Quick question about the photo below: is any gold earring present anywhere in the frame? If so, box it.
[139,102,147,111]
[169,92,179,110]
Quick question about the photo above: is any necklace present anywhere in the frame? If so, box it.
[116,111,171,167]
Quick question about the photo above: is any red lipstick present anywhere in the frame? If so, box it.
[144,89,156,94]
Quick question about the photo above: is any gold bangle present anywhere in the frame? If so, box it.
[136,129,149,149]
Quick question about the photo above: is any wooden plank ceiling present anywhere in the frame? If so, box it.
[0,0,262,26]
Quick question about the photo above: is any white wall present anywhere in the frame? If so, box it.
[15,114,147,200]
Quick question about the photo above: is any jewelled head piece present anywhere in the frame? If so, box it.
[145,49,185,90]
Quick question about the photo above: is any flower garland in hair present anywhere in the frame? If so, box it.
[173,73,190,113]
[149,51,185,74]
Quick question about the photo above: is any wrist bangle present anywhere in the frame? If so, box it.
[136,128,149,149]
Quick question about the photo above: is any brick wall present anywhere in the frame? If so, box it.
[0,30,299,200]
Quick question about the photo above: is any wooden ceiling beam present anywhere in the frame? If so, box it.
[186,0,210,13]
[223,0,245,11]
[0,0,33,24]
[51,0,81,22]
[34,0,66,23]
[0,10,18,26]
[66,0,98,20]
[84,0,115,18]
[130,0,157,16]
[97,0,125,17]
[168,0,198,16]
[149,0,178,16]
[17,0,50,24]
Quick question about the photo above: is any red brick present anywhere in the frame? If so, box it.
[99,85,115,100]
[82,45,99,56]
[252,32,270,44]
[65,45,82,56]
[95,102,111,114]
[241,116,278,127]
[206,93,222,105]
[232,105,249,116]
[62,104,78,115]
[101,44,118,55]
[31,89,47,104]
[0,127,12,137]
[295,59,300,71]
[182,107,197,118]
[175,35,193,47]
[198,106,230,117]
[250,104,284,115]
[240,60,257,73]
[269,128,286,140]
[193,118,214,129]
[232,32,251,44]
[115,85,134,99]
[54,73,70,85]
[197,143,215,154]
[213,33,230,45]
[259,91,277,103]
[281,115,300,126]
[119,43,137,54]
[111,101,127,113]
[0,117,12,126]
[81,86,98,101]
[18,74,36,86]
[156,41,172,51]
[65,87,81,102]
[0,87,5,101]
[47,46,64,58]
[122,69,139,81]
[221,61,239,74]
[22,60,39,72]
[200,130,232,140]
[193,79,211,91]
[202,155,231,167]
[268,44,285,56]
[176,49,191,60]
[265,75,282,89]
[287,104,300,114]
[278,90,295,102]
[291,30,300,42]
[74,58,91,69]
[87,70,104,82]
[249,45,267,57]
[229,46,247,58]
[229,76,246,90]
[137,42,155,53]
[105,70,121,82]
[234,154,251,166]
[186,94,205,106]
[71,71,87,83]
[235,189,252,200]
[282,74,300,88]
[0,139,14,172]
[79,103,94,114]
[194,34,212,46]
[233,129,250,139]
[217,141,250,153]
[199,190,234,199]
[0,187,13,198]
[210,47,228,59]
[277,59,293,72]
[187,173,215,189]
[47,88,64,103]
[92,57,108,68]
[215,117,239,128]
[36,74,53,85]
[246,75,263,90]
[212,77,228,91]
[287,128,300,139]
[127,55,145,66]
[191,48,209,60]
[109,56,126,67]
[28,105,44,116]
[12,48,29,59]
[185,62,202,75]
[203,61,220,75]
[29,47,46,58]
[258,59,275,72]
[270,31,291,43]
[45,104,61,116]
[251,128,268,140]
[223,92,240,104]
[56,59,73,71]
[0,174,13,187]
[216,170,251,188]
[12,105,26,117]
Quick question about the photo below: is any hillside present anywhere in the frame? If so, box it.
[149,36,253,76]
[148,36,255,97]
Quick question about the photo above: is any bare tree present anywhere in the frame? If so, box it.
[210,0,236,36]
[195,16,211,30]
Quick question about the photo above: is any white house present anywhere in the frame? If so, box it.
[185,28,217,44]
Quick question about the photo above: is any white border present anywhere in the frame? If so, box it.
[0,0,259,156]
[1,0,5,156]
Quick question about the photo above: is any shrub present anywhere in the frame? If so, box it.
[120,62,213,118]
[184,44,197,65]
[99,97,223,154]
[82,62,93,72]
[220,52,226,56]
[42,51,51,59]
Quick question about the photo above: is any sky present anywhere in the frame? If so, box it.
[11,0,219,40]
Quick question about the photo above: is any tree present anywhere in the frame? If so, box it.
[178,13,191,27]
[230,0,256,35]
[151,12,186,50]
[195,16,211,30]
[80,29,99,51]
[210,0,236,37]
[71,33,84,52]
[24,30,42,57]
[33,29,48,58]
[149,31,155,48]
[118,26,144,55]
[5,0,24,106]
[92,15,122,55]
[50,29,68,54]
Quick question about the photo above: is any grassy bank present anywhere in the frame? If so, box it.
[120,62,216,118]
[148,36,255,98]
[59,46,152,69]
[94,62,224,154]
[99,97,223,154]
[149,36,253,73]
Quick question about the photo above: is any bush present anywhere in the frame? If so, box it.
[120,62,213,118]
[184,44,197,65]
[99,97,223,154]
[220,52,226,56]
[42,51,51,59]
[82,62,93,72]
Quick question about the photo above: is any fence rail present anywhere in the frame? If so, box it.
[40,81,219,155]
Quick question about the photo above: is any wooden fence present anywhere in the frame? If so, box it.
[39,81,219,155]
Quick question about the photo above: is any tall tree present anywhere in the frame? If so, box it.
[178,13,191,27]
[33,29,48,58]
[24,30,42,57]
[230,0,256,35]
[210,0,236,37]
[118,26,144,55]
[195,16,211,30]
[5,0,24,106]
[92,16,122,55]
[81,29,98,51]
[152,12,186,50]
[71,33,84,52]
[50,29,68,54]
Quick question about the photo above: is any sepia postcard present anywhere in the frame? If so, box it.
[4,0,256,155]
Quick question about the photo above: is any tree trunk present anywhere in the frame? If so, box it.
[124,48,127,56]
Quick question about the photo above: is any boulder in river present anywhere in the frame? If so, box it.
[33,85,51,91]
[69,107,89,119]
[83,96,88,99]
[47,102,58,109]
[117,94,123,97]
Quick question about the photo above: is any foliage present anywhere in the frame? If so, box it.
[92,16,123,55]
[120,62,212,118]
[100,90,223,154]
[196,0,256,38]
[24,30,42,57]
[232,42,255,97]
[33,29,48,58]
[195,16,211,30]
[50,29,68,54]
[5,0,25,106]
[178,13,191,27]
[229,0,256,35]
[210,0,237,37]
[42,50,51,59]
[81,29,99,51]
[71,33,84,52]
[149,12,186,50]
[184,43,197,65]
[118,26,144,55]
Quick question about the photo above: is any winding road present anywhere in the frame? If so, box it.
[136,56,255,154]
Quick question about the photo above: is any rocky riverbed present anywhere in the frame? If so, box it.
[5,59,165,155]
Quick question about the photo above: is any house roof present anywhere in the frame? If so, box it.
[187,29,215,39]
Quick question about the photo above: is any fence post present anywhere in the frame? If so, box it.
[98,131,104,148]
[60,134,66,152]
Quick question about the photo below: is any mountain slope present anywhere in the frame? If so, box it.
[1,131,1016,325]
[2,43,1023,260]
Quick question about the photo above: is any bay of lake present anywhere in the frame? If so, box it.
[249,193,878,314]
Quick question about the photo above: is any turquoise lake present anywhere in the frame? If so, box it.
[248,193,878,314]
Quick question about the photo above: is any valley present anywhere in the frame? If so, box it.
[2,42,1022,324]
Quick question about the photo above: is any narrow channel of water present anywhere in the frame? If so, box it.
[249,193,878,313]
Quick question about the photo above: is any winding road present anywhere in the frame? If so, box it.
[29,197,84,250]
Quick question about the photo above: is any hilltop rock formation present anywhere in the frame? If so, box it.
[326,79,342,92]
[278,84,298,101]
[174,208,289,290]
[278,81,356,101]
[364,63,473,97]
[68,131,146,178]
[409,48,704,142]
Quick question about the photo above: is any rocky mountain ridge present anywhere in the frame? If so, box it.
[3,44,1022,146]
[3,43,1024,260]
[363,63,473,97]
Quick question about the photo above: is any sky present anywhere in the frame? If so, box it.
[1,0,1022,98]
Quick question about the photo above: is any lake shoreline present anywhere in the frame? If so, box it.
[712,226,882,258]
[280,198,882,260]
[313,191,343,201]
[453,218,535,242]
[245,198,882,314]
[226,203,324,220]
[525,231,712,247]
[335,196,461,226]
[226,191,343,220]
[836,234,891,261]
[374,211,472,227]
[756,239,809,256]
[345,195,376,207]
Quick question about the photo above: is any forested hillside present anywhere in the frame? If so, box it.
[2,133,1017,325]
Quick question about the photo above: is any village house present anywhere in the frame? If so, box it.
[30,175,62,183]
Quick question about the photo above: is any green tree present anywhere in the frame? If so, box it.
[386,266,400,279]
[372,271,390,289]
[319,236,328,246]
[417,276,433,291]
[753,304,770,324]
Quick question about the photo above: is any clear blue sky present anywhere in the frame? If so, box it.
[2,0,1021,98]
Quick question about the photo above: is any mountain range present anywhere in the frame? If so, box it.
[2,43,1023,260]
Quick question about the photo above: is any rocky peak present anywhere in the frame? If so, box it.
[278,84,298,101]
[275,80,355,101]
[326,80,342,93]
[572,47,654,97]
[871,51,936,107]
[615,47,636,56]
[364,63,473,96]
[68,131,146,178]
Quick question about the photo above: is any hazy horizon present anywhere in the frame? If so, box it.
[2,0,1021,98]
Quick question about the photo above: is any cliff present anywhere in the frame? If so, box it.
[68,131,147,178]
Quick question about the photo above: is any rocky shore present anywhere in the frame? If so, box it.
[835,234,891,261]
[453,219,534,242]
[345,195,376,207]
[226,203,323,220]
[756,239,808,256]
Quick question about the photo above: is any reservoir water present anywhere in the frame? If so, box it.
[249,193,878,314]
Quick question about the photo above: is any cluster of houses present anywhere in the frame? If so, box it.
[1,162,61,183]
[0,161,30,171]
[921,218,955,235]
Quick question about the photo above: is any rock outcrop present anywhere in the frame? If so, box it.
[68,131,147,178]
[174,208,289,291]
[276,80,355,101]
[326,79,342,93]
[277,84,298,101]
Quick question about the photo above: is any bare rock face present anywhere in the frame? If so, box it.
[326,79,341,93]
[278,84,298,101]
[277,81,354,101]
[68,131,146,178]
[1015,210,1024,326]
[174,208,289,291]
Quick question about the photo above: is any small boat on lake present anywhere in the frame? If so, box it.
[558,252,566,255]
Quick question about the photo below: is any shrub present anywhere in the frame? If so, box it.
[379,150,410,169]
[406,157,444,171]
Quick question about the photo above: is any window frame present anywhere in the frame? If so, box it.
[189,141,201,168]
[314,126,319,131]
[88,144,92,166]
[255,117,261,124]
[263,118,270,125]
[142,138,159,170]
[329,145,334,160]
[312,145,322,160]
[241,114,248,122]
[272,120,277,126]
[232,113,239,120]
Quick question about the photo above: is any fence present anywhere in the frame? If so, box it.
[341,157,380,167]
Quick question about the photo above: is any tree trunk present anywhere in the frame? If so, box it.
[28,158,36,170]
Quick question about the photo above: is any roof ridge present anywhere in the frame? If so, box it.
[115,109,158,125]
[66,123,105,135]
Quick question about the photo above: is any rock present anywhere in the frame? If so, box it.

**Work instruction**
The line with "Quick question about the photo below: is any shrub" and every line after it up to the end of the entries: output those exactly, and only those.

**Solved exercise**
Quick question about the photo below: is any shrub present anywhere in the frame? If so, box it.
[379,150,410,169]
[406,157,444,171]
Quick question about the photo above: is any window frame present anywhere in the frame? If so, box it.
[189,141,201,168]
[314,126,319,131]
[88,144,92,166]
[255,117,261,124]
[263,118,270,125]
[142,138,159,170]
[329,145,334,160]
[312,145,322,160]
[241,114,248,122]
[272,120,277,126]
[232,113,239,120]
Quick question about the photo above: is any fence present anywhere in the frame? If so, box it.
[341,157,380,167]
Quick question about the photo above: is any tree trunk present anywhere in the frame? If so, box it.
[28,158,36,170]
Quick question about the photo above: is any roof ridge present anywhere in the frame? If so, box it.
[115,109,158,125]
[66,123,105,135]
Quick question about the photo above: is any rock present anywhere in the frame? If so, box it.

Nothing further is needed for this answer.